● **REQUIRED WORK**
Give only the number of lines in the records that contain the string "table", taking case into account.

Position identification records
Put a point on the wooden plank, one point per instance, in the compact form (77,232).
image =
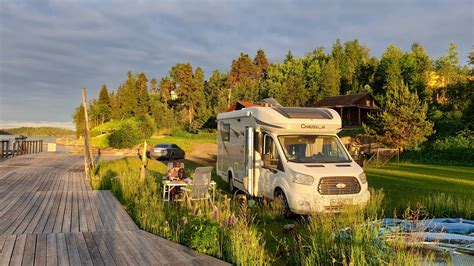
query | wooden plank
(20,219)
(62,250)
(151,255)
(171,250)
(41,250)
(95,212)
(18,250)
(44,218)
(88,212)
(118,251)
(129,248)
(67,213)
(75,213)
(124,220)
(7,249)
(51,249)
(72,251)
(107,218)
(82,249)
(29,253)
(105,254)
(82,212)
(48,228)
(60,214)
(39,214)
(93,249)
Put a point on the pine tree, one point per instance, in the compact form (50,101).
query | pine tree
(79,119)
(154,86)
(104,96)
(261,62)
(166,87)
(330,80)
(401,121)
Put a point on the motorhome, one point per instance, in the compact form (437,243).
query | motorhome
(290,153)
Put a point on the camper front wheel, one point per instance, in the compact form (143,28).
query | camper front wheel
(231,183)
(280,195)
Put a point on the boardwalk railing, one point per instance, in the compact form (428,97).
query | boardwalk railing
(19,147)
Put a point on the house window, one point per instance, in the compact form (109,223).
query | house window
(225,132)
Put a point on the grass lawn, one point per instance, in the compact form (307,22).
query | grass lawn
(403,185)
(408,184)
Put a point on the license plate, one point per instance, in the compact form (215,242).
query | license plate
(340,202)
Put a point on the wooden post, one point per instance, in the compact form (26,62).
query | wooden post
(360,124)
(144,163)
(88,162)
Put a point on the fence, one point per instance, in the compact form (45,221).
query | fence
(19,147)
(382,156)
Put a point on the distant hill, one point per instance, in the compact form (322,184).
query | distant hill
(37,131)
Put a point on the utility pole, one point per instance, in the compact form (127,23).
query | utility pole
(144,163)
(88,161)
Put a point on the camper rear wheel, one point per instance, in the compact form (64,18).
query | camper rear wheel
(280,195)
(231,183)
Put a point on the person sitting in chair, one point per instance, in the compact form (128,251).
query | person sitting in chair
(176,173)
(173,172)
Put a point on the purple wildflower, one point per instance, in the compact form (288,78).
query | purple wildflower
(231,220)
(215,213)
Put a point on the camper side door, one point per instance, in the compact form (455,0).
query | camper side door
(271,168)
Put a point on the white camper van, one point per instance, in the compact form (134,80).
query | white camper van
(291,153)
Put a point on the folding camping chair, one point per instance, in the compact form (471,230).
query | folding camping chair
(199,189)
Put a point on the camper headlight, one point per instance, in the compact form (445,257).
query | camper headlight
(302,179)
(363,178)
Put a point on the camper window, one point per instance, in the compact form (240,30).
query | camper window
(270,152)
(313,149)
(225,132)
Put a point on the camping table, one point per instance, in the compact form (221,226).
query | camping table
(169,185)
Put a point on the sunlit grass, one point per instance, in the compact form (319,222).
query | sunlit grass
(410,184)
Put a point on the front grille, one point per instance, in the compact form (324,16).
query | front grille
(338,185)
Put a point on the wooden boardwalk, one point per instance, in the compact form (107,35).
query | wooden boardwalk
(49,215)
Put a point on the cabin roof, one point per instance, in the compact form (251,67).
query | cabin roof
(241,105)
(345,101)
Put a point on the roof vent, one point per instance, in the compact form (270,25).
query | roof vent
(270,102)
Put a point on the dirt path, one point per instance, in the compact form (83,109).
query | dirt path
(203,153)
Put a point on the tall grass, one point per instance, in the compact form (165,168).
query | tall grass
(240,233)
(220,230)
(442,205)
(354,237)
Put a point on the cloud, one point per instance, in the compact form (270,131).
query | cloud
(49,50)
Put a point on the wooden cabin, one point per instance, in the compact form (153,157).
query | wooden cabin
(353,108)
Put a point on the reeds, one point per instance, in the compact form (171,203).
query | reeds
(231,230)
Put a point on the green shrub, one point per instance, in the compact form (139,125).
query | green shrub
(106,128)
(456,150)
(442,205)
(203,235)
(146,124)
(100,141)
(126,136)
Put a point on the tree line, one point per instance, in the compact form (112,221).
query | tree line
(405,83)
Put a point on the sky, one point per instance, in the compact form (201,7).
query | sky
(49,50)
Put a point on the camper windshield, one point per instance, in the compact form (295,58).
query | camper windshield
(313,149)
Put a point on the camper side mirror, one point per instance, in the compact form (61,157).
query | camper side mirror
(267,162)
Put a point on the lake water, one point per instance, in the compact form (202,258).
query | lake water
(46,140)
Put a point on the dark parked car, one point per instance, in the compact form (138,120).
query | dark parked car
(167,151)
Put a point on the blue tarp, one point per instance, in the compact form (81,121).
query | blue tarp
(447,225)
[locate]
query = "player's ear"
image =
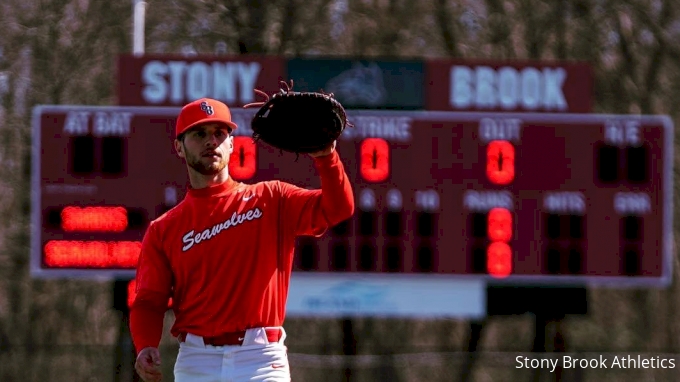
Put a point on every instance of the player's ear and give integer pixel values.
(179, 147)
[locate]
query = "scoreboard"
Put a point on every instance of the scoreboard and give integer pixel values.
(511, 197)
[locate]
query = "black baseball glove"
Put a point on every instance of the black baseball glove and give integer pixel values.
(298, 122)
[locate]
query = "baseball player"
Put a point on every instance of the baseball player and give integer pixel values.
(224, 254)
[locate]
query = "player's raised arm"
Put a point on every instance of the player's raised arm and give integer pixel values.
(312, 212)
(310, 123)
(153, 283)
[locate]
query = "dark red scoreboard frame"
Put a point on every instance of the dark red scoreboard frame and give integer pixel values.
(526, 198)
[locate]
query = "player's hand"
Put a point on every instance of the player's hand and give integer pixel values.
(148, 364)
(325, 151)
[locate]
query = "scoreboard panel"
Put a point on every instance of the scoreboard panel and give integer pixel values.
(514, 197)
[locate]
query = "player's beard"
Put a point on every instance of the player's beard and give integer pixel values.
(198, 163)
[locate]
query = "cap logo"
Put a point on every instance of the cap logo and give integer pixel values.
(207, 108)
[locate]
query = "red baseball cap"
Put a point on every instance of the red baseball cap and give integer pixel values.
(204, 110)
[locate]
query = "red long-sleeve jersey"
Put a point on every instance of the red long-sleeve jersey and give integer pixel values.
(225, 253)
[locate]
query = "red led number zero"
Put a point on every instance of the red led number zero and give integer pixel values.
(500, 162)
(243, 160)
(499, 252)
(375, 159)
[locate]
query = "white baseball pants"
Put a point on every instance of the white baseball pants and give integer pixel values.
(256, 360)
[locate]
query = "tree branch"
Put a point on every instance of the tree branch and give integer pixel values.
(444, 20)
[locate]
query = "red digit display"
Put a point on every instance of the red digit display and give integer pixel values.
(94, 219)
(434, 192)
(499, 259)
(243, 160)
(500, 225)
(375, 160)
(92, 254)
(500, 162)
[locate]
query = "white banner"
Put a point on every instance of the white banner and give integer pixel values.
(335, 295)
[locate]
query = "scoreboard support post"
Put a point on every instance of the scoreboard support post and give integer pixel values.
(549, 305)
(125, 352)
(349, 346)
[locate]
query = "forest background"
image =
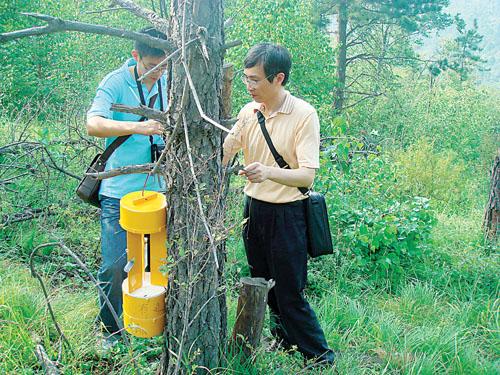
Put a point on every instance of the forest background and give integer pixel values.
(413, 284)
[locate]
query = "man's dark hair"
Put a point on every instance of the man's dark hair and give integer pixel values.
(274, 58)
(144, 49)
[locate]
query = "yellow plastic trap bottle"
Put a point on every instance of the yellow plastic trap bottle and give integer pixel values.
(143, 215)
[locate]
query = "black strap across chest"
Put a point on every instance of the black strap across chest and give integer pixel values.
(121, 139)
(279, 159)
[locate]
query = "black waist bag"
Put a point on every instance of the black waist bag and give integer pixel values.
(88, 189)
(319, 239)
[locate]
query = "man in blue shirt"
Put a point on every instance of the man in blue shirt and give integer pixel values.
(121, 87)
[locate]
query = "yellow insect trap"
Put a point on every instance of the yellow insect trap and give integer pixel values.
(143, 215)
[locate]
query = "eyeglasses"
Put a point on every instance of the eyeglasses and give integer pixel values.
(149, 67)
(253, 82)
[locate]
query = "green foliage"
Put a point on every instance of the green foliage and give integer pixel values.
(386, 242)
(463, 54)
(61, 69)
(384, 232)
(462, 118)
(436, 175)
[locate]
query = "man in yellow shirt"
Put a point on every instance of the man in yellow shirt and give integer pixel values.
(275, 233)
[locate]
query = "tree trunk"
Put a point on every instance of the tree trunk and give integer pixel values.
(250, 314)
(492, 212)
(341, 57)
(196, 307)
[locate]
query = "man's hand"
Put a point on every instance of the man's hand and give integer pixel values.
(150, 127)
(255, 172)
(98, 126)
(300, 177)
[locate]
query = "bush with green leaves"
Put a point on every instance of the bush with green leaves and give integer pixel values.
(383, 231)
(439, 175)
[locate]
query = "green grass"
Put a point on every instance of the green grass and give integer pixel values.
(438, 323)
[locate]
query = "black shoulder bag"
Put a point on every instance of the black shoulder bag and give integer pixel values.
(88, 189)
(318, 229)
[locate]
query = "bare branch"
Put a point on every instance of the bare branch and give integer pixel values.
(165, 61)
(105, 10)
(158, 22)
(142, 111)
(197, 101)
(228, 121)
(56, 25)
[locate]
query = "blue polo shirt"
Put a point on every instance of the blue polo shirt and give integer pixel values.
(119, 87)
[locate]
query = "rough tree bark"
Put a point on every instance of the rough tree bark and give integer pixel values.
(492, 212)
(196, 306)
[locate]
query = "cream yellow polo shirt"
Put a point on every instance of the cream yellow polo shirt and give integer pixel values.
(294, 130)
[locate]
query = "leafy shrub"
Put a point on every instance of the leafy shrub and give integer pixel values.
(386, 241)
(436, 175)
(383, 230)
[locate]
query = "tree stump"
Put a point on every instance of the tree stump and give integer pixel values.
(250, 314)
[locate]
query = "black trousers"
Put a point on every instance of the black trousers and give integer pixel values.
(276, 248)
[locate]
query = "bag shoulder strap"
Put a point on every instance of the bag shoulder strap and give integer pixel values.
(279, 159)
(119, 140)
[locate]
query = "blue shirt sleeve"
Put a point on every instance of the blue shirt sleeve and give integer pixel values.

● **PROBLEM SOLUTION**
2